Recopiez à l'identique les lignes ci-dessous, depuis celle qui contient « Practice. Place a marker on each instance of the loch » jusqu'à la dernière, ces deux lignes comprises.

-------- Lignes répertoriées --------

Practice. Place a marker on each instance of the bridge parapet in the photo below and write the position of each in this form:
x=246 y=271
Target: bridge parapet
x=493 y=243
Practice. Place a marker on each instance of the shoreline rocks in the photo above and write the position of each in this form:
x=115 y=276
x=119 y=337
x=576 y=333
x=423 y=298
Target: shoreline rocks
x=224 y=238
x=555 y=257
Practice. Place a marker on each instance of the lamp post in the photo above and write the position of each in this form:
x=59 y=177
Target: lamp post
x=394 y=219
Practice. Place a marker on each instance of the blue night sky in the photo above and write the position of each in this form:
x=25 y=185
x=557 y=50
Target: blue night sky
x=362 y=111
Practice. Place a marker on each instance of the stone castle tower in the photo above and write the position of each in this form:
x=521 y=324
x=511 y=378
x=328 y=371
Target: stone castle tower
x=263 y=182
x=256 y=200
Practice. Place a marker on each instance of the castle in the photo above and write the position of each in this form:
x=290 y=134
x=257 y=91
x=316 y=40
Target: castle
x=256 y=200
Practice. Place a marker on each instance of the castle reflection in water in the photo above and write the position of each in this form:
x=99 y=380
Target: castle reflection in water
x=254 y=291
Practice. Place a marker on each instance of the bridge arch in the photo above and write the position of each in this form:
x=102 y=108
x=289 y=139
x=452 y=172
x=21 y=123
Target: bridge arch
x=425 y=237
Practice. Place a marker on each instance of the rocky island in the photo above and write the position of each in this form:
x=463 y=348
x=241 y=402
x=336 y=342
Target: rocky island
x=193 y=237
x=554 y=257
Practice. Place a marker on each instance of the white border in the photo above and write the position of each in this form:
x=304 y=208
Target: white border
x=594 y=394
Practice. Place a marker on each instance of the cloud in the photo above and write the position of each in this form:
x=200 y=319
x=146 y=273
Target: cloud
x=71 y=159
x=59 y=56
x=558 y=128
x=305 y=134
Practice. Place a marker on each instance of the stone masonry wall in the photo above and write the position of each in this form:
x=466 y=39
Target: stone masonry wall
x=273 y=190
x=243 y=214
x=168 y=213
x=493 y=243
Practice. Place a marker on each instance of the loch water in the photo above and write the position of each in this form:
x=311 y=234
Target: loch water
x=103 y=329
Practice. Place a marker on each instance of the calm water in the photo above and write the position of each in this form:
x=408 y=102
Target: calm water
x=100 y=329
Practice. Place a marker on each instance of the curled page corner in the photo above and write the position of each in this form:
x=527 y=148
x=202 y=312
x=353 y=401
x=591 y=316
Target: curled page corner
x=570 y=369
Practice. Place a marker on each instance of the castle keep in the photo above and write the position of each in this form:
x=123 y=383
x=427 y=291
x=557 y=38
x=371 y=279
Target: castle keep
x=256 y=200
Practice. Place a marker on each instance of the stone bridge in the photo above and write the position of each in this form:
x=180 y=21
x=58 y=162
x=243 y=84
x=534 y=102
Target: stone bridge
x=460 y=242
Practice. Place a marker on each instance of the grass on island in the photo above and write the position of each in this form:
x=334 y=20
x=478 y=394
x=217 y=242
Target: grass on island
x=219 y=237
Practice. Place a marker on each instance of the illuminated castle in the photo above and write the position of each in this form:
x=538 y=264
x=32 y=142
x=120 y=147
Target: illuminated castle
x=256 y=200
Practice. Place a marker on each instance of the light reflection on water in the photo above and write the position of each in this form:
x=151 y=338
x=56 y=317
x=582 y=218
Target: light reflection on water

--------

Résultat correct:
Practice. Place a marker on each instance of the loch water in the photo above and write the position of each in this form:
x=311 y=234
Target: loch water
x=103 y=329
Practice. Place a marker on each instance of the calm water in the photo above and write the position of each in this form:
x=408 y=102
Target: calm water
x=100 y=329
Practice. Place a marker on each instance of the curled page corner in the photo above and write the position of each in this form:
x=527 y=148
x=202 y=312
x=353 y=401
x=591 y=316
Target: curled page corner
x=570 y=369
Practice. Place a marker on each instance of the castle keep in the photo above and write the position of each in this form:
x=123 y=383
x=427 y=291
x=557 y=38
x=371 y=279
Target: castle keep
x=256 y=200
Practice. Place a marker on each instance of the stone bridge in the photo above and write the position of each in this form:
x=180 y=21
x=58 y=162
x=243 y=84
x=534 y=102
Target: stone bridge
x=460 y=242
Practice. Place a marker on each instance of the grass on island in the photo above and write the position of each in this form:
x=334 y=20
x=478 y=394
x=217 y=242
Target: grass on island
x=219 y=237
Practice. Place a marker on each instance of the illuminated castle in the photo above and write the position of each in this form:
x=538 y=264
x=32 y=142
x=120 y=147
Target: illuminated castle
x=256 y=200
Practice. Place a marker on each instance of the light reflection on water in the photo above and write the position of each in this form:
x=151 y=338
x=56 y=317
x=582 y=218
Target: light reflection on water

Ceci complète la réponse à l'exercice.